Copy the records from the line with "detect the agricultural" up to and including the line with "227, 299, 259]]", requests included, but multiply every bounding box coordinate in the answers by 1.8 and round to whole numbers, with halves going up; numbers in the requests and their format samples stay unchanged. Give only those lines.
# Start of Listed records
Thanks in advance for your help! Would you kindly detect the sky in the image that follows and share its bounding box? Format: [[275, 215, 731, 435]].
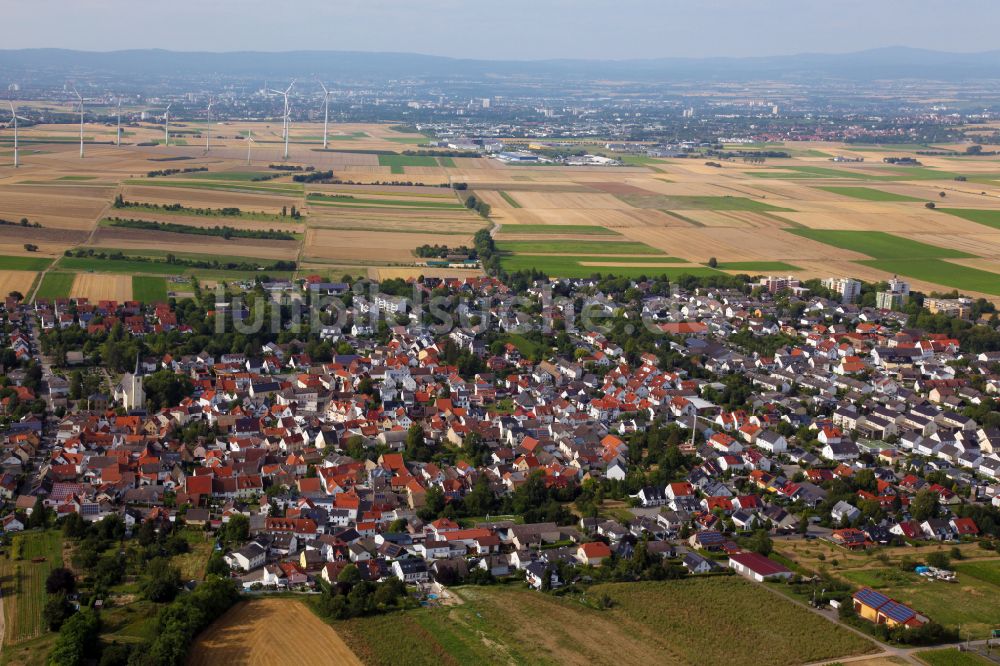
[[7, 0, 1000, 60]]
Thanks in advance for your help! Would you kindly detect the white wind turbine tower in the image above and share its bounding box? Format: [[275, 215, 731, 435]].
[[271, 79, 295, 160], [285, 104, 292, 160], [247, 130, 257, 166], [115, 97, 122, 146], [7, 102, 27, 169], [205, 97, 215, 153], [163, 102, 174, 146], [73, 88, 83, 159], [319, 81, 330, 150]]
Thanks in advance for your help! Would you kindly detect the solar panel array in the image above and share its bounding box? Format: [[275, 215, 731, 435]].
[[878, 601, 916, 623], [854, 587, 892, 608]]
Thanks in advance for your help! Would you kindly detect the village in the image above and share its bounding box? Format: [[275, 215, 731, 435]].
[[0, 266, 1000, 652]]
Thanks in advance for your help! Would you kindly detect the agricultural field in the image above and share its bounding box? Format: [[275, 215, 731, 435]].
[[938, 208, 1000, 229], [778, 540, 1000, 639], [819, 187, 920, 201], [35, 271, 76, 300], [335, 577, 874, 665], [132, 275, 167, 303], [0, 530, 62, 650], [188, 598, 362, 666], [0, 121, 1000, 302]]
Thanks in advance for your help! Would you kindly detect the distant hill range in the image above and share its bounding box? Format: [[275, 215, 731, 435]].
[[0, 47, 1000, 82]]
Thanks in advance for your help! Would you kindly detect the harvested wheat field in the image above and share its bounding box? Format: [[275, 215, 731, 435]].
[[0, 185, 111, 229], [0, 271, 38, 298], [620, 227, 869, 265], [188, 599, 361, 666], [303, 229, 472, 263], [70, 273, 132, 301], [88, 227, 299, 259]]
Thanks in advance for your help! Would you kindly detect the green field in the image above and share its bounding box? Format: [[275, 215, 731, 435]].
[[839, 560, 1000, 638], [125, 178, 304, 196], [819, 187, 923, 201], [916, 648, 996, 666], [500, 224, 621, 236], [496, 240, 663, 255], [335, 577, 874, 666], [0, 530, 62, 648], [786, 229, 973, 260], [499, 191, 521, 208], [937, 208, 1000, 229], [858, 259, 1000, 296], [35, 272, 76, 300], [716, 261, 801, 273], [501, 254, 719, 280], [132, 275, 167, 303], [615, 194, 792, 213], [114, 200, 296, 223], [306, 192, 465, 210], [378, 155, 438, 174], [0, 256, 52, 271]]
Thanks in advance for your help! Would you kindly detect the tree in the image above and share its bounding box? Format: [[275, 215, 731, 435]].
[[42, 592, 73, 631], [140, 557, 181, 602], [45, 567, 76, 594], [223, 513, 250, 544]]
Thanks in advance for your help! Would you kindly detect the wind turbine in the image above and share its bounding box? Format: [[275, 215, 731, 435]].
[[205, 97, 215, 153], [7, 102, 27, 169], [115, 97, 122, 146], [319, 81, 330, 150], [73, 87, 83, 160], [271, 79, 295, 160], [285, 105, 292, 160], [163, 102, 174, 146], [247, 130, 257, 166]]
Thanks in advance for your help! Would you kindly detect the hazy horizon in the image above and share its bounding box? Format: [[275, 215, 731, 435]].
[[11, 0, 1000, 60]]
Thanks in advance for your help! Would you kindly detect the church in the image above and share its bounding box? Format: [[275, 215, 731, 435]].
[[114, 359, 146, 412]]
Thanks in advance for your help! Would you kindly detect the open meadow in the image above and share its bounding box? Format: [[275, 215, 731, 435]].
[[335, 577, 875, 665], [0, 121, 1000, 300]]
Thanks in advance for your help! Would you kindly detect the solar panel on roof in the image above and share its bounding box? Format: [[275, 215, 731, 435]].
[[854, 587, 890, 608], [880, 601, 916, 622]]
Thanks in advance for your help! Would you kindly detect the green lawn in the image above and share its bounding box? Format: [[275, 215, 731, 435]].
[[916, 648, 996, 666], [132, 275, 167, 303], [858, 259, 1000, 296], [786, 229, 973, 260], [840, 568, 1000, 638], [819, 187, 923, 201], [306, 192, 465, 210], [615, 194, 792, 213], [716, 261, 800, 273], [500, 224, 621, 236], [125, 178, 304, 197], [0, 254, 52, 271], [334, 577, 874, 666], [500, 191, 521, 208], [496, 240, 663, 255], [0, 530, 62, 649], [35, 272, 76, 300], [937, 208, 1000, 229]]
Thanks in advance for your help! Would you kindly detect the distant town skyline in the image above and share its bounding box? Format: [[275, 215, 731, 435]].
[[9, 0, 1000, 60]]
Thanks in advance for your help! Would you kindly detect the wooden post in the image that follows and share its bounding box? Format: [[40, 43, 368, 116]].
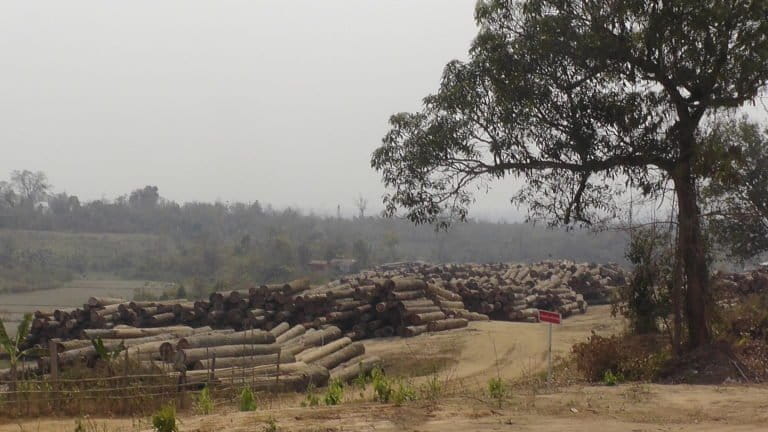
# End of Listed records
Problem solution:
Thanks in advance for your help! Would you kindly detect the agricultural field in the image above and share its bounding box? Format: [[275, 215, 731, 435]].
[[1688, 374, 1800, 412], [1400, 972, 1800, 1150], [1474, 337, 1656, 362], [63, 488, 137, 540], [603, 1039, 1573, 1197], [238, 495, 301, 545], [0, 954, 112, 1170], [338, 1076, 652, 1199], [0, 218, 1800, 544]]
Thanks in advance for your help! Would you kindly detect the distant hill range in the image above and share its bounding box? Format: [[275, 215, 731, 435]].
[[0, 85, 1800, 148]]
Thanks in advance for your help! Would you kindly detect the harvested wheat field in the image above and share its bounding box? Format: [[275, 215, 731, 435]].
[[0, 333, 200, 412], [0, 488, 68, 536], [1116, 409, 1564, 477], [338, 1078, 650, 1199], [545, 412, 850, 473], [126, 491, 238, 542], [158, 409, 538, 466]]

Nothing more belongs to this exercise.